DESCRIPTION OF THE TASK: Copy out only the lines from the one containing "Place one point per instance of the window." through the end of the records, requests included. Scale every point coordinate in the answers by 0.55 and round each to a whole number, rounding halves up.

DATA TO USE:
┄┄┄┄┄┄┄┄┄┄┄┄┄┄┄┄┄┄┄┄

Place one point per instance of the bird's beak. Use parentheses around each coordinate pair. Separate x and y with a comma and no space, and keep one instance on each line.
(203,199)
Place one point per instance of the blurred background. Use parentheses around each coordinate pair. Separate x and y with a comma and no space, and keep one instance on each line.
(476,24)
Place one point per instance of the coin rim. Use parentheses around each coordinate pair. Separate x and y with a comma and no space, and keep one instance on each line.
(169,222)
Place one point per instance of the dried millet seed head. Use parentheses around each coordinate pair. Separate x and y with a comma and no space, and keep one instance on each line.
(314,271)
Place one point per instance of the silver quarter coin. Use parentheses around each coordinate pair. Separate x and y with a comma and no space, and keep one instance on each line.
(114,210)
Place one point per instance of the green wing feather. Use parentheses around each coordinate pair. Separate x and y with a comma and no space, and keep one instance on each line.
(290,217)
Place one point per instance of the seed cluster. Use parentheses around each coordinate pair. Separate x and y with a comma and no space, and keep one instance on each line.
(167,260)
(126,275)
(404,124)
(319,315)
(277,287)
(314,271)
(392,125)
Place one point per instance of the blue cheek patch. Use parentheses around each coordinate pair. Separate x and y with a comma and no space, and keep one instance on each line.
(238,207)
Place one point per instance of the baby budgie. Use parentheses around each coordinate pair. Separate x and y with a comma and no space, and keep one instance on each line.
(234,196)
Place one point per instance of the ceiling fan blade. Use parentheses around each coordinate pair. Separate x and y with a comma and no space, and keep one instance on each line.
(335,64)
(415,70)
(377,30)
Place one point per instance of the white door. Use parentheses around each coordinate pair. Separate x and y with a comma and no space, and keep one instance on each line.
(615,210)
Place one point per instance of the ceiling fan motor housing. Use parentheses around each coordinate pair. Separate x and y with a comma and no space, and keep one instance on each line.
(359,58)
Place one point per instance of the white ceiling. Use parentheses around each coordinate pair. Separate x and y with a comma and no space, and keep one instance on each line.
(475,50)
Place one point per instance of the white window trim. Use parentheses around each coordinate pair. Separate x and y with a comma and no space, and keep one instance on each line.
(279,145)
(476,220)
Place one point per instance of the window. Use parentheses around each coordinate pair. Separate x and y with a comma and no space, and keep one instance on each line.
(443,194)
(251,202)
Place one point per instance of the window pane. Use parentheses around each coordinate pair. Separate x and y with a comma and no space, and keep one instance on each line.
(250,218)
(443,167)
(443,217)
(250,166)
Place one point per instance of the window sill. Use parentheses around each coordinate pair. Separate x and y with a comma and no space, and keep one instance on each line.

┄┄┄┄┄┄┄┄┄┄┄┄┄┄┄┄┄┄┄┄

WORKED ANSWER:
Place one point per instance of the window. Use parentheses around each coordinate pair. Separate x and y with a comma and no space, and keep one instance on each line.
(244,107)
(138,111)
Place one point per instance of the window pane. Use parentheses around each coordinate pair. Separate x and y with a comma and no space, and keep one instance on each line.
(138,120)
(244,92)
(244,119)
(138,91)
Place one point per instance of the window sill. Use parentheses around each coordinate pair. Separate x and y with a comma and no space, and keep one instance on each line.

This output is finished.